Challenge >> Rewrite the listing below so that every "dot" becomes "cross", keeping all other text identical. Leave the pictures out of your version.
┌──
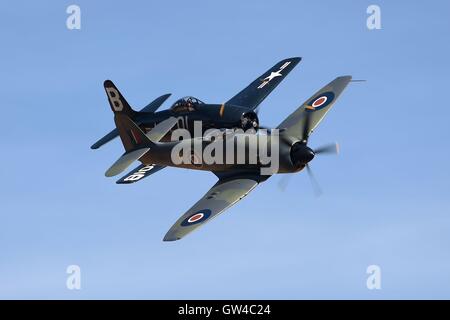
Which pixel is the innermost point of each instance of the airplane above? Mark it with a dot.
(238, 112)
(235, 180)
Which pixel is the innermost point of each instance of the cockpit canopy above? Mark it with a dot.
(186, 104)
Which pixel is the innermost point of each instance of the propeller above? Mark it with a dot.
(303, 155)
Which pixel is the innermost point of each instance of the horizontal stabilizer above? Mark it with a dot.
(125, 161)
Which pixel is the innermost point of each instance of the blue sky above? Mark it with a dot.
(386, 197)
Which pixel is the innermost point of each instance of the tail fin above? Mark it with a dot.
(117, 101)
(314, 109)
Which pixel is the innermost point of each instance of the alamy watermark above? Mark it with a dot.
(231, 147)
(374, 19)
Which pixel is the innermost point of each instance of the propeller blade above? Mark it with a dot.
(316, 187)
(328, 149)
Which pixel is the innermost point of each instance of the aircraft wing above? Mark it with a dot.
(151, 107)
(314, 109)
(139, 173)
(225, 193)
(259, 89)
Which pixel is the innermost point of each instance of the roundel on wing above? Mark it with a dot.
(197, 217)
(320, 101)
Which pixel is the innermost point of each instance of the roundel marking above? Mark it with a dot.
(320, 101)
(197, 217)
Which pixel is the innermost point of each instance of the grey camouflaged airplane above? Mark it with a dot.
(235, 180)
(238, 112)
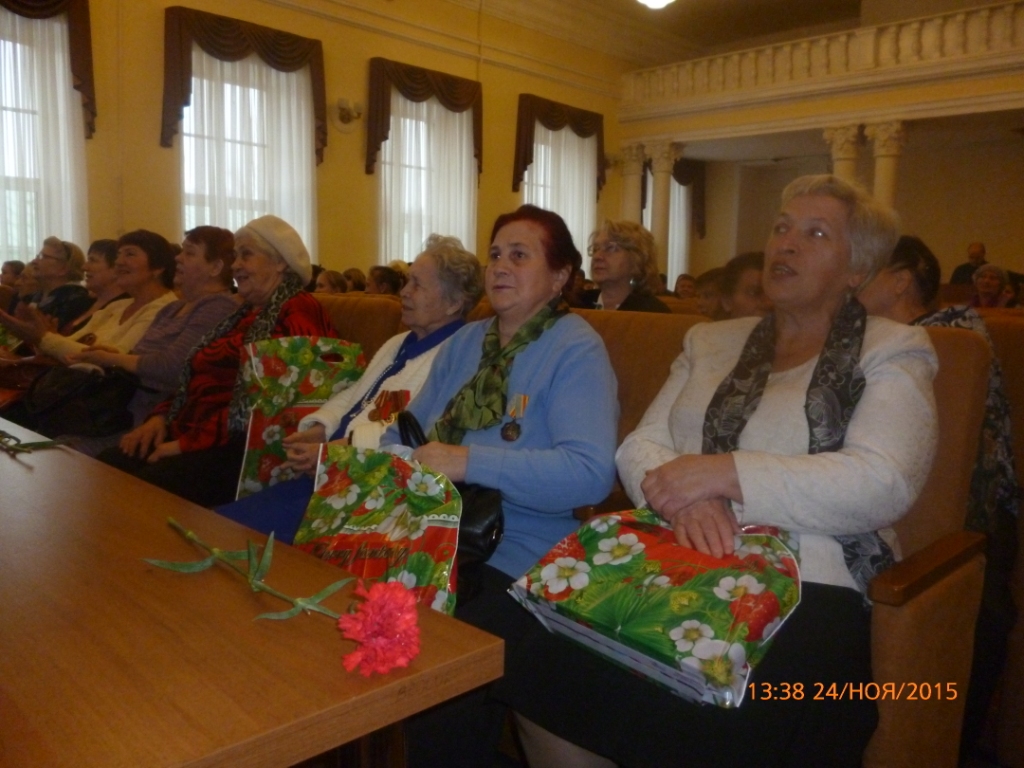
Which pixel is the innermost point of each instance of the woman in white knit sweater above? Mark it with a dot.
(816, 420)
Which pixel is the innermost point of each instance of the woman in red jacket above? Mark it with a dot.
(193, 444)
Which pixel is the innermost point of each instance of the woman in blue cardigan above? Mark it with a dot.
(525, 403)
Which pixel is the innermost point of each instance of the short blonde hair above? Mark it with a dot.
(873, 226)
(459, 270)
(639, 243)
(73, 256)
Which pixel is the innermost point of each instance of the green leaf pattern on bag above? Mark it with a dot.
(623, 576)
(287, 379)
(380, 516)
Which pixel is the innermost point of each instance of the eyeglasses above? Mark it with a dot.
(609, 247)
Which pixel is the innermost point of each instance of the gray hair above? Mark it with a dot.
(261, 243)
(639, 245)
(459, 270)
(873, 227)
(73, 257)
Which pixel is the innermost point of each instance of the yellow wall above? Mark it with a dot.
(134, 182)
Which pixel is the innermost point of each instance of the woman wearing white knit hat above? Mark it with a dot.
(193, 444)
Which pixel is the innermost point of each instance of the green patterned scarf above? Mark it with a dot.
(481, 401)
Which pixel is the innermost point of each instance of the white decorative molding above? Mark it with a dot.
(887, 138)
(663, 155)
(591, 26)
(444, 40)
(631, 158)
(957, 46)
(844, 141)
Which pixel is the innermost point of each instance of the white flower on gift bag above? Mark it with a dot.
(723, 664)
(440, 600)
(616, 550)
(408, 580)
(564, 572)
(340, 501)
(423, 483)
(602, 522)
(689, 632)
(731, 588)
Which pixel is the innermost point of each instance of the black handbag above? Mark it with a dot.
(482, 523)
(68, 400)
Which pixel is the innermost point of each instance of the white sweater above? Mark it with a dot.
(107, 326)
(411, 377)
(866, 485)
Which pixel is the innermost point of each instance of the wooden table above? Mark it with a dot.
(107, 660)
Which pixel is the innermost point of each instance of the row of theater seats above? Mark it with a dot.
(927, 605)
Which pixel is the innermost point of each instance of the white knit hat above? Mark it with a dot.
(283, 237)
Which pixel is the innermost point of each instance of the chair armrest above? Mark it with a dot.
(909, 578)
(616, 502)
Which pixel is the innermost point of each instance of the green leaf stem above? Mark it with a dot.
(257, 566)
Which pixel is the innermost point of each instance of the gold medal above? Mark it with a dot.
(517, 408)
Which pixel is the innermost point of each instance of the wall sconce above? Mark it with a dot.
(344, 115)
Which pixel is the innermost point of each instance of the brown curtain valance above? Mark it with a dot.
(686, 173)
(232, 40)
(691, 173)
(554, 117)
(418, 84)
(80, 43)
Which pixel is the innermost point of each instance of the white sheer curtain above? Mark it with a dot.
(427, 178)
(679, 226)
(247, 145)
(42, 138)
(563, 178)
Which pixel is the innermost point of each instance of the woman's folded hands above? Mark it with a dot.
(692, 492)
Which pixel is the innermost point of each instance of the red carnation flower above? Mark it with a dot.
(385, 626)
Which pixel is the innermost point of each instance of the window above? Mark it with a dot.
(563, 178)
(559, 162)
(246, 150)
(427, 179)
(678, 257)
(42, 143)
(427, 127)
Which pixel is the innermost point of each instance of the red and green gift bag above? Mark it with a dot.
(693, 623)
(379, 516)
(287, 379)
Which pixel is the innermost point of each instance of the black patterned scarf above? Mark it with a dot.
(481, 400)
(836, 387)
(261, 328)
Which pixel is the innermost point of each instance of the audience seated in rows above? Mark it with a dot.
(445, 283)
(194, 443)
(906, 291)
(624, 264)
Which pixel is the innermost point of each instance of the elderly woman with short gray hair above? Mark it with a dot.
(444, 283)
(194, 443)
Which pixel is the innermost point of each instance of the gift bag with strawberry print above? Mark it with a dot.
(379, 516)
(692, 623)
(289, 378)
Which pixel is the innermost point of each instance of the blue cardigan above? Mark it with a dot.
(564, 457)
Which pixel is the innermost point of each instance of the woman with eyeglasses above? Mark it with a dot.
(59, 267)
(624, 264)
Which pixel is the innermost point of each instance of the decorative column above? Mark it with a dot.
(845, 143)
(888, 140)
(632, 160)
(663, 157)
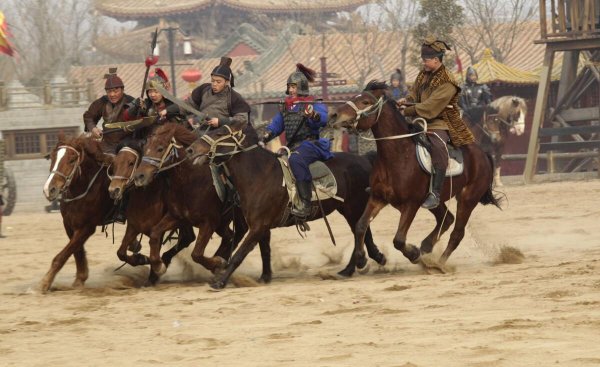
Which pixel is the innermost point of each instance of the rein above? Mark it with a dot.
(238, 138)
(377, 108)
(170, 153)
(128, 180)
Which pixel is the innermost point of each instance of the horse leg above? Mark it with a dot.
(407, 214)
(186, 236)
(221, 278)
(358, 258)
(129, 238)
(463, 212)
(440, 215)
(211, 263)
(76, 240)
(81, 266)
(264, 244)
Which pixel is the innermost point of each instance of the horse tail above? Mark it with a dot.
└──
The output >>
Which pixel is the innermost point of each instance of the airplane above? Mark it with a cross.
(238, 112)
(235, 180)
Which pixel is the innermost point of each instance of the cockpit canopy above? Mark it with a cross.
(186, 104)
Which pixel is the innermost point of each instance of the propeller above? Mark it with a cross.
(303, 155)
Which pixel is the innermost point of each instance of the horizontal stabilizer above? Mark it with a cross.
(125, 161)
Which pixel is the innermost point of each instance of the blue sky above? Mark it with a cross.
(386, 197)
Which pixel is the innermost point of each instance of the tail fin above? Mark it with a cross.
(117, 101)
(314, 109)
Which pixel is the innermost point of each instance of the alamy watermark above? Mark it with a cross.
(231, 147)
(374, 19)
Which pixel is the innermost point of each instance of the propeller blade above? Mark it with a cross.
(316, 187)
(328, 149)
Which pixel is the innermost point of each instance of the aircraft wing above? Mark it with a cross.
(151, 107)
(314, 109)
(139, 173)
(225, 193)
(259, 89)
Which pixel is the innermost point of each instance of the roundel on wing above? Mark it with a cross.
(197, 217)
(320, 101)
Which pixel is the innermost point of each instance of the roundel marking above? Mark it with a cross.
(320, 101)
(197, 217)
Which pixel is the innermost point of each instance of the grey camouflaged airplane above? Mark it with a cross.
(235, 180)
(238, 112)
Which pixel is the innermost point of each instance of the woman in white knit sweater above? Mark it with a cross.
(816, 420)
Which pixel is the innermost point of each instance of the woman in red jacket above? Mark it with a cross.
(193, 444)
Which pixel is the innermost point of each instance of the woman in blue cardigan above? Mark it with a cross.
(525, 403)
Which pixel is the innermost point of each instance of the short blonde hair above? Mark it with a cross.
(873, 226)
(459, 270)
(639, 243)
(73, 256)
Which pixel is the innermost point of each instance of the green leaf pattern on bag above? Mark it with a cross.
(623, 576)
(287, 379)
(380, 516)
Which pixel is the innermost point of each instance of the eyeglasses above? Mark it with a cross.
(609, 247)
Which pixel is the innermost point of each instance of the gray hair above? Mark it with a cross.
(261, 243)
(639, 245)
(459, 270)
(873, 227)
(73, 257)
Which pixel is the innermost point of each instance of the yellow wall above? Mark it with a cross.
(134, 182)
Which pixel is the innermost point of each instance of the woman wearing white knit hat above? Mark it with a cross.
(193, 444)
Which pixel is the innermost point of each instance of the green patterned scarf above? Mark it with a cross.
(481, 401)
Which pixel is the innermost point of each instance of the white decorative molding above? Mark it with a cross.
(887, 138)
(663, 155)
(591, 26)
(444, 40)
(631, 158)
(957, 46)
(844, 141)
Which pixel is the innermost point of each instance of the white flower on gift bag above? Mark it with a cross.
(723, 664)
(440, 600)
(616, 550)
(408, 580)
(564, 572)
(340, 501)
(423, 483)
(602, 522)
(689, 632)
(731, 588)
Which pixel is the innermost point of each instance of the black handbag above? Mark it with a cross.
(482, 523)
(68, 400)
Which pixel is the innermost point of each instance of the white sweater above? Mark it with a cross.
(107, 326)
(411, 377)
(866, 485)
Which pixel is the innermost point of each instance of the wooden table above? Mark it with a cross.
(107, 660)
Which pixel is the innermost point of each instance of the row of theater seats above? Mark it with a cross.
(927, 605)
Which pixel is the innermost point of each instance of the white knit hat above? Mark it with a cross.
(283, 237)
Which pixel is the innermost point of each instance of the chair armrest above? Mark it with a cross.
(909, 578)
(616, 502)
Which pixel is the innermost point of each instance of the green leaf stem above? Mark it with a cross.
(257, 566)
Which pixel is the innermost point of each instance of the gold medal above? Mark it with a cross.
(517, 408)
Which pixel is the innermost point of each instance of the wall sconce above? Mark it with a cross.
(344, 115)
Which pixel is the innermost point of each instance of the brown curtain valance above? Mark it with a cross.
(686, 173)
(232, 40)
(691, 173)
(554, 117)
(418, 84)
(80, 43)
Which pixel is the innermost point of each instance of the white sheer curtain above? Mark it with a cross.
(427, 178)
(679, 226)
(247, 145)
(42, 138)
(563, 178)
Which pixel is the innermost point of each instance of the woman's folded hands above? Mark it with a cross.
(692, 492)
Which pixel is the innermost point of each instance of the red carnation flower above? Mark it with a cross.
(385, 626)
Which pixel is the innermost point of each instance of the window above? Mark it with a cross.
(563, 178)
(559, 162)
(246, 150)
(427, 179)
(678, 257)
(42, 143)
(427, 127)
Which pixel is the innermost point of each instance of the red and green gift bag above? Mark it with a cross.
(693, 623)
(379, 516)
(287, 379)
Which pixel is the innermost point of each instance of the black patterned scarf above? Mark it with a cross.
(481, 400)
(836, 387)
(261, 328)
Which pixel is the innermost point of each instance of the audience seated in rows above? Mark it with a cross.
(445, 283)
(194, 443)
(906, 291)
(624, 264)
Which pixel is the innermost point of each instance of the elderly woman with short gray hair above? Mark it with a cross.
(444, 283)
(194, 443)
Which pixel is the innermost point of each instance of the gift bag with strawberry print above? Mark it with a cross.
(379, 516)
(692, 623)
(289, 378)
Which pixel is the innermost point of each instance of the blue cardigan above? Mark it with a cross.
(564, 457)
Which pixel is the innermost point of each instance of the woman with eyeglasses above? Mark it with a cross.
(59, 267)
(624, 264)
Which pixel is the innermost point of each instance of the decorative column above? Mark it with a cross.
(845, 143)
(888, 140)
(632, 160)
(663, 157)
Which pixel is the innermost point of each instance of the rein above? Mark it with a cross.
(238, 138)
(377, 108)
(170, 153)
(128, 180)
Which pixel is the innermost point of each instance of the horse leg above? Mark it with a cross.
(407, 214)
(186, 236)
(221, 278)
(358, 258)
(129, 238)
(463, 212)
(440, 215)
(211, 263)
(76, 240)
(81, 266)
(264, 244)
Which pixel is the innermost point of each instance of the horse tail above? Mark it with a cross.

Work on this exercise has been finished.